Das Beste jedoch am Bambus sind für mich die essbaren Sprossen der Moso-Bambussorte.  Japanischer Reis mit frischen knackigen Sprossen und dazu etwas Dashi Brühe (Bonito Fischbouillon), im Reiskochtopf zubereitet: das ist das kulinarische Highlight im April.

Im Sommer ist das «Nagashi-Somen» Gericht heiss begehrt. In den gleichnamigen Restaurants fliessen Nagashi-Somen Nudeln portionenweise direkt aus der Küche in einer langen, wasserführende  Bambusbahn an den Tischen vorbei. Man schnappt sich einen Nudelhappen mit den Essstäbchen vom Band und tunkt ihn in eine Tsuyu – Brühe (süsse Soyasauce), bevor man ihn genussvoll verspeist. Keine Sorge, sollten Sie den Happen verpasst haben – es fliessen immer genügend Nudeln vorbei.

Bambus ist also nicht nur bewundernswert schön anzuschauen, sondern auch vielfältig in seiner Verwendung. Ein Blick in einen Bambusladen zu werfen, ist auf jeden Fall lohnenswert und inspirierend.

[Auszug aus dem Datensatz]
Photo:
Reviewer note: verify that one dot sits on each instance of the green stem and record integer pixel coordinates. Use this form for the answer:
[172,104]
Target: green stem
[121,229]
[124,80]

GEFRAGT IST — Gib den Abschnitt über Bambus in der japanischen Küche vollständig und unverändert wieder.

ERGEBNIS FOLGT —
Das Beste jedoch am Bambus sind für mich die essbaren Sprossen der Moso-Bambussorte.  Japanischer Reis mit frischen knackigen Sprossen und dazu etwas Dashi Brühe (Bonito Fischbouillon), im Reiskochtopf zubereitet: das ist das kulinarische Highlight im April.

Im Sommer ist das «Nagashi-Somen» Gericht heiss begehrt. In den gleichnamigen Restaurants fliessen Nagashi-Somen Nudeln portionenweise direkt aus der Küche in einer langen, wasserführende  Bambusbahn an den Tischen vorbei. Man schnappt sich einen Nudelhappen mit den Essstäbchen vom Band und tunkt ihn in eine Tsuyu – Brühe (süsse Soyasauce), bevor man ihn genussvoll verspeist. Keine Sorge, sollten Sie den Happen verpasst haben – es fliessen immer genügend Nudeln vorbei.

Bambus ist also nicht nur bewundernswert schön anzuschauen, sondern auch vielfältig in seiner Verwendung. Ein Blick in einen Bambusladen zu werfen, ist auf jeden Fall lohnenswert und inspirierend.